* **Page**
It’s fair to say that the first public meeting we held with farmers on the Isle of Wight was not a pleasant experience, but it enabled us to begin to understand their concerns. Rather than dismissing them out of hand, we listened and then made every effort to adapt the project methodology accordingly. I wouldn’t call this compromise on our part – the project still went ahead last summer – but, we wanted to be clear to the farmers that we were listening. We invited farming representatives onto the project steering committee, spent time on the ground with them, and organised further meetings to enable us to provide updates on how the project is progressing. After the initial animosity we have begun to build up some good relationships with some very reasonable people. And I believe that the key to that is building trust – firstly by listening to concerns, and then by acting on them. It is early days, but if I look at how our relationship with the farming community has changed over the course of the past 18 months, then we are definitely making progress.
Trust works in other ways in conservation too. Over the course of my career I have always tried to show trust in my team, whether they are staff or volunteers. I think sometimes I may actually be a little too trusting of people – particularly those I do not know that well – but I firmly believe that this is the right approach to take. In my experience people prosper when you show trust and confidence in them: it is how things get done.
Looking back, I think one of the reasons I have always taken this approach is the trust that was placed in me in me when I first worked at Rutland Water. I was 17 when I first had a summer job helping with the Osprey project – caring for the young Ospreys that we translocated to Rutland Water from the Scottish Highlands. I was one of three people tasked with the day-to-day care and monitoring of the birds, which was a fair bit of responsibility for someone of my age. I loved the fact that I had been given this opportunity and made sure that I worked to the highest possible standards to ensure that I didn’t let anyone down. It felt liberating and very exciting that I had been given the opportunity and I was determined to show that I was up to the job. The old adage of repaying the faith shown in you, really does ring true.

* **Request 1**
Swap "wave" for "ripple" in the listing, everything from the line containing "Mark the region of each instance of the wave;" down to the line containing "198 110 L 195", and give back only those lines with nothing else changed.

* **Data section**
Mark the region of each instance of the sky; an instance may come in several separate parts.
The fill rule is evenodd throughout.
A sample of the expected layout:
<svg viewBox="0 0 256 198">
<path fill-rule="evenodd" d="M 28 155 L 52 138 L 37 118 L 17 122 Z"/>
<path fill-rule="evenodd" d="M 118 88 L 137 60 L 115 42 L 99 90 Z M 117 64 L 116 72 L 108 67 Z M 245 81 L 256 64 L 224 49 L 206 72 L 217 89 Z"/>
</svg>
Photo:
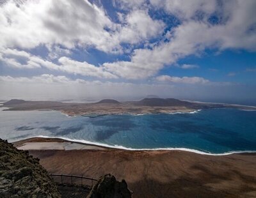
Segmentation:
<svg viewBox="0 0 256 198">
<path fill-rule="evenodd" d="M 256 1 L 0 0 L 0 93 L 256 105 Z"/>
</svg>

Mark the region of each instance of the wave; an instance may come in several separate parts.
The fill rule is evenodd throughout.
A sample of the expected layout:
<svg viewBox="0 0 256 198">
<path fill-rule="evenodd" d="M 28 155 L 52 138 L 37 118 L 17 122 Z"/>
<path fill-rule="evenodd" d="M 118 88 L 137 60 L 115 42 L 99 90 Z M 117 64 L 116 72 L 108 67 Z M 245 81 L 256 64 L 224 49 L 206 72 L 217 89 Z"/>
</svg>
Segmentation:
<svg viewBox="0 0 256 198">
<path fill-rule="evenodd" d="M 196 114 L 196 113 L 200 112 L 201 110 L 202 110 L 202 109 L 195 110 L 189 111 L 189 112 L 177 111 L 177 112 L 168 113 L 168 114 Z"/>
<path fill-rule="evenodd" d="M 198 110 L 195 110 L 193 111 L 189 111 L 189 112 L 182 112 L 182 111 L 175 111 L 175 112 L 172 112 L 170 113 L 157 113 L 157 114 L 154 114 L 154 113 L 147 113 L 147 114 L 131 114 L 132 116 L 144 116 L 144 115 L 150 115 L 150 114 L 196 114 L 201 111 L 202 109 L 198 109 Z"/>
<path fill-rule="evenodd" d="M 91 145 L 106 147 L 106 148 L 109 148 L 119 149 L 122 149 L 122 150 L 128 150 L 128 151 L 182 151 L 195 153 L 200 154 L 200 155 L 212 155 L 212 156 L 223 156 L 223 155 L 231 155 L 231 154 L 256 153 L 256 151 L 250 151 L 249 150 L 249 151 L 233 151 L 225 152 L 225 153 L 208 153 L 208 152 L 202 151 L 193 149 L 189 149 L 189 148 L 152 148 L 152 149 L 150 149 L 150 148 L 136 149 L 136 148 L 127 148 L 127 147 L 125 147 L 125 146 L 117 145 L 117 144 L 109 145 L 109 144 L 104 144 L 104 143 L 95 142 L 92 142 L 92 141 L 85 141 L 85 140 L 74 139 L 70 139 L 70 138 L 63 137 L 58 137 L 58 136 L 49 137 L 49 136 L 45 136 L 45 135 L 38 135 L 38 136 L 33 136 L 33 137 L 28 137 L 28 138 L 33 138 L 33 137 L 59 138 L 59 139 L 61 139 L 70 141 L 70 142 L 91 144 Z"/>
</svg>

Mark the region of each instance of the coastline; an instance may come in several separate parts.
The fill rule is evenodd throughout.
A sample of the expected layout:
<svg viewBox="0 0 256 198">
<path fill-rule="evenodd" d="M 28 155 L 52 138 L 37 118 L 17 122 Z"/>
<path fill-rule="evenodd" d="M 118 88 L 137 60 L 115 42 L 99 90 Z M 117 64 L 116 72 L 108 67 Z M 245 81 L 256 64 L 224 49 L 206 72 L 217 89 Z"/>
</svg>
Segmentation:
<svg viewBox="0 0 256 198">
<path fill-rule="evenodd" d="M 42 141 L 67 142 L 56 138 L 34 138 L 13 144 L 19 147 L 26 141 L 35 141 L 35 145 Z M 180 150 L 134 151 L 97 147 L 69 150 L 31 148 L 28 151 L 40 159 L 49 173 L 95 179 L 111 173 L 118 180 L 124 179 L 134 192 L 133 197 L 256 195 L 256 153 L 213 156 Z"/>
<path fill-rule="evenodd" d="M 72 139 L 69 138 L 65 138 L 62 137 L 49 137 L 49 136 L 44 136 L 44 135 L 38 135 L 31 137 L 28 139 L 25 139 L 21 141 L 13 142 L 12 143 L 14 144 L 14 145 L 17 147 L 17 145 L 20 144 L 25 144 L 27 142 L 67 142 L 70 143 L 76 143 L 77 144 L 83 144 L 85 146 L 93 146 L 93 147 L 99 147 L 99 148 L 109 149 L 109 150 L 121 150 L 121 151 L 184 151 L 188 153 L 193 153 L 202 155 L 209 155 L 209 156 L 227 156 L 234 154 L 246 154 L 246 153 L 252 153 L 256 155 L 256 151 L 234 151 L 230 152 L 225 152 L 223 153 L 212 153 L 204 152 L 199 150 L 188 149 L 185 148 L 141 148 L 141 149 L 135 149 L 131 148 L 126 148 L 122 146 L 115 145 L 111 146 L 104 143 L 99 142 L 93 142 L 85 140 L 77 140 L 77 139 Z M 51 149 L 51 148 L 49 148 Z"/>
</svg>

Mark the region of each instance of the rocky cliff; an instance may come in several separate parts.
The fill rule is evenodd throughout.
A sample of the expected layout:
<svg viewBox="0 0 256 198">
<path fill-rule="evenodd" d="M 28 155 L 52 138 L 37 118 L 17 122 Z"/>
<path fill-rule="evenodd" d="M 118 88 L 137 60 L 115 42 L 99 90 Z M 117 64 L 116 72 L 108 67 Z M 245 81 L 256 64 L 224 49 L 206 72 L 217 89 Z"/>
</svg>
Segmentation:
<svg viewBox="0 0 256 198">
<path fill-rule="evenodd" d="M 0 197 L 61 197 L 39 160 L 0 139 Z"/>
</svg>

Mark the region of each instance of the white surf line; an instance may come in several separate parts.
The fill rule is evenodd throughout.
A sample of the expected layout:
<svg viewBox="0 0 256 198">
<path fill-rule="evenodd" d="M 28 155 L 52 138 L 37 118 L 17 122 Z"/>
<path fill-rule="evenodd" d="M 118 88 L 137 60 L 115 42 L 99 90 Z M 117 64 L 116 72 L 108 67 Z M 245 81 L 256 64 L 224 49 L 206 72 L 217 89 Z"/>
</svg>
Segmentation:
<svg viewBox="0 0 256 198">
<path fill-rule="evenodd" d="M 38 135 L 38 136 L 34 136 L 34 137 L 28 137 L 28 138 L 33 138 L 33 137 L 59 138 L 59 139 L 63 139 L 65 141 L 77 142 L 77 143 L 82 143 L 82 144 L 83 143 L 83 144 L 91 144 L 91 145 L 94 145 L 94 146 L 102 146 L 102 147 L 113 148 L 113 149 L 122 149 L 122 150 L 128 150 L 128 151 L 188 151 L 188 152 L 195 153 L 200 154 L 200 155 L 212 155 L 212 156 L 224 156 L 224 155 L 231 155 L 231 154 L 256 153 L 256 150 L 255 150 L 255 151 L 249 150 L 249 151 L 235 151 L 225 152 L 225 153 L 214 153 L 204 152 L 204 151 L 198 151 L 198 150 L 196 150 L 196 149 L 188 149 L 188 148 L 153 148 L 153 149 L 148 149 L 148 148 L 134 149 L 134 148 L 127 148 L 127 147 L 124 147 L 123 146 L 120 146 L 120 145 L 116 145 L 116 144 L 112 146 L 112 145 L 109 145 L 109 144 L 104 144 L 104 143 L 91 142 L 91 141 L 85 141 L 85 140 L 73 139 L 63 137 L 49 137 L 49 136 L 44 136 L 44 135 Z"/>
</svg>

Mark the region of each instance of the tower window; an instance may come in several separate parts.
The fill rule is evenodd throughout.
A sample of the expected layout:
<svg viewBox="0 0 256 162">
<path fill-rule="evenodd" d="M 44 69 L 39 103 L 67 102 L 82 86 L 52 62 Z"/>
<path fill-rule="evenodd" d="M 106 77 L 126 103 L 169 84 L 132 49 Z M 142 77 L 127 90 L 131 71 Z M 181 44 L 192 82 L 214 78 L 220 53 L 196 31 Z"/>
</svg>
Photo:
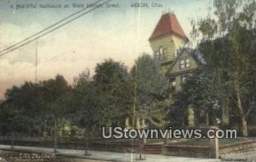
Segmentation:
<svg viewBox="0 0 256 162">
<path fill-rule="evenodd" d="M 190 60 L 182 60 L 180 61 L 180 69 L 189 68 L 190 67 Z"/>
<path fill-rule="evenodd" d="M 180 69 L 185 68 L 185 61 L 183 60 L 180 61 Z"/>
<path fill-rule="evenodd" d="M 186 81 L 186 79 L 187 79 L 187 76 L 182 76 L 181 77 L 182 83 L 184 83 Z"/>
<path fill-rule="evenodd" d="M 190 60 L 189 59 L 186 59 L 186 68 L 190 67 Z"/>
</svg>

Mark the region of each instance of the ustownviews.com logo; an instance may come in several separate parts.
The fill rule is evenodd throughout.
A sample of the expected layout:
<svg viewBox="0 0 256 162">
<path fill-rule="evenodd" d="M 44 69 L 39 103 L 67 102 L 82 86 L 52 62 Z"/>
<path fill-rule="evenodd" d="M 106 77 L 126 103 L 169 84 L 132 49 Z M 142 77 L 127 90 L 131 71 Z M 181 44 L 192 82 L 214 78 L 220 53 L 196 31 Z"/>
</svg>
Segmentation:
<svg viewBox="0 0 256 162">
<path fill-rule="evenodd" d="M 237 138 L 236 130 L 208 129 L 204 132 L 201 129 L 127 129 L 122 127 L 102 127 L 102 137 L 105 139 L 180 139 L 180 138 Z"/>
</svg>

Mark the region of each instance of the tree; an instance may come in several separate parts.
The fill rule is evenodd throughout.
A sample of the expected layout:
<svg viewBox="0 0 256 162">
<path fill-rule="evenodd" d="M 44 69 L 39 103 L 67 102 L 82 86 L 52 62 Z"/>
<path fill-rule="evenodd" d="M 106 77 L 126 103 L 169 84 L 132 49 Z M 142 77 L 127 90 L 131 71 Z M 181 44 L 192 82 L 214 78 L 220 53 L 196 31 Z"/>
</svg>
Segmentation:
<svg viewBox="0 0 256 162">
<path fill-rule="evenodd" d="M 137 116 L 155 127 L 165 127 L 165 107 L 168 105 L 168 80 L 159 63 L 149 55 L 140 56 L 131 69 L 136 83 Z"/>
<path fill-rule="evenodd" d="M 248 31 L 255 28 L 256 3 L 240 0 L 214 0 L 216 19 L 207 16 L 197 24 L 193 24 L 194 36 L 201 36 L 202 43 L 207 43 L 211 49 L 203 53 L 208 67 L 212 68 L 215 78 L 220 78 L 222 86 L 230 86 L 228 95 L 233 98 L 239 111 L 241 134 L 247 136 L 246 108 L 243 105 L 245 78 L 248 74 L 248 44 L 253 38 L 245 37 Z M 199 34 L 200 33 L 200 34 Z M 202 43 L 204 44 L 204 43 Z M 252 48 L 252 47 L 250 47 Z M 224 53 L 224 51 L 226 51 Z M 209 53 L 213 54 L 210 55 Z M 223 55 L 220 55 L 223 54 Z M 230 61 L 223 62 L 221 60 Z M 227 77 L 227 78 L 226 78 Z"/>
<path fill-rule="evenodd" d="M 122 62 L 111 59 L 96 65 L 93 77 L 96 106 L 95 117 L 99 125 L 121 125 L 123 117 L 131 113 L 131 78 Z"/>
</svg>

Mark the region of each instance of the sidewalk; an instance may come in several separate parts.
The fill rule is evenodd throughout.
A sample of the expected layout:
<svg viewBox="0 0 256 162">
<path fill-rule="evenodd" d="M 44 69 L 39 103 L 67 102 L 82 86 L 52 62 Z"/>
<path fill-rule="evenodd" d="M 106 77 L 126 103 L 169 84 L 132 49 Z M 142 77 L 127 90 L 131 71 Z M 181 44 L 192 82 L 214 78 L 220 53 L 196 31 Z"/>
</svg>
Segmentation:
<svg viewBox="0 0 256 162">
<path fill-rule="evenodd" d="M 10 150 L 9 145 L 0 145 L 0 150 Z M 53 153 L 53 148 L 37 148 L 37 147 L 21 147 L 15 146 L 15 150 L 17 151 L 28 151 L 34 153 Z M 115 162 L 131 162 L 139 161 L 136 159 L 138 158 L 137 153 L 113 153 L 113 152 L 101 152 L 101 151 L 89 151 L 91 156 L 83 156 L 83 150 L 73 150 L 73 149 L 58 149 L 56 155 L 81 158 L 89 159 L 97 159 L 100 161 L 115 161 Z M 219 162 L 220 159 L 199 159 L 199 158 L 183 158 L 175 156 L 165 156 L 165 155 L 154 155 L 146 154 L 146 160 L 143 162 Z"/>
</svg>

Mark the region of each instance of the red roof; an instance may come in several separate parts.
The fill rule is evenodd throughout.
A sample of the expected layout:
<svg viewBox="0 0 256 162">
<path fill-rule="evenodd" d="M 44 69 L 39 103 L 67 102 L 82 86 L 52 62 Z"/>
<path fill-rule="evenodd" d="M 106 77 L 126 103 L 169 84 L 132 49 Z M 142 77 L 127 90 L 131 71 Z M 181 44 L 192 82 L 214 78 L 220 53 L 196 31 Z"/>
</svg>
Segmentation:
<svg viewBox="0 0 256 162">
<path fill-rule="evenodd" d="M 188 39 L 175 14 L 170 13 L 161 16 L 149 40 L 167 33 L 174 34 L 183 39 Z"/>
</svg>

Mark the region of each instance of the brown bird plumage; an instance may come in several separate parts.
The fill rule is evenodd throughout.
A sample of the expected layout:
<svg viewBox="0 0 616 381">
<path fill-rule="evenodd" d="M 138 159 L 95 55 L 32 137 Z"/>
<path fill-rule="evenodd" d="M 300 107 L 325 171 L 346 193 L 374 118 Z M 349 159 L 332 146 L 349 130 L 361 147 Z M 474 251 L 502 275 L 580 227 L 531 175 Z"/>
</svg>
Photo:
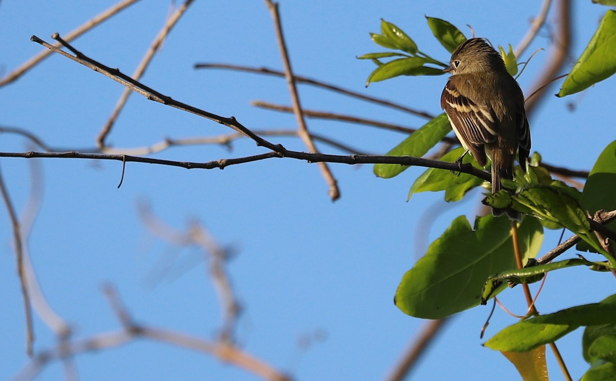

* **Request 2**
In the conservation text, how old was the writer when first taking a summer job on the Osprey project?

* **Task answer 1**
Mark the region of each instance of the ripple; an instance may come in several separate parts.
The fill rule is evenodd throughout.
A sample of the expected layout:
<svg viewBox="0 0 256 198">
<path fill-rule="evenodd" d="M 28 155 L 52 138 L 37 118 L 17 122 Z"/>
<path fill-rule="evenodd" d="M 118 88 L 137 60 L 115 42 L 99 90 Z M 117 64 L 116 72 L 108 67 Z M 245 81 L 256 64 L 224 49 L 206 72 L 217 89 Z"/>
</svg>
Segmentation:
<svg viewBox="0 0 256 198">
<path fill-rule="evenodd" d="M 196 114 L 196 113 L 200 112 L 201 110 L 202 110 L 202 109 L 195 110 L 189 111 L 189 112 L 177 111 L 177 112 L 168 113 L 168 114 Z"/>
<path fill-rule="evenodd" d="M 198 110 L 195 110 L 193 111 L 189 111 L 189 112 L 182 112 L 182 111 L 175 111 L 175 112 L 172 112 L 170 113 L 157 113 L 157 114 L 154 114 L 154 113 L 147 113 L 147 114 L 131 114 L 132 116 L 144 116 L 144 115 L 150 115 L 150 114 L 196 114 L 201 111 L 202 109 L 198 109 Z"/>

* **Task answer 2**
17 years old.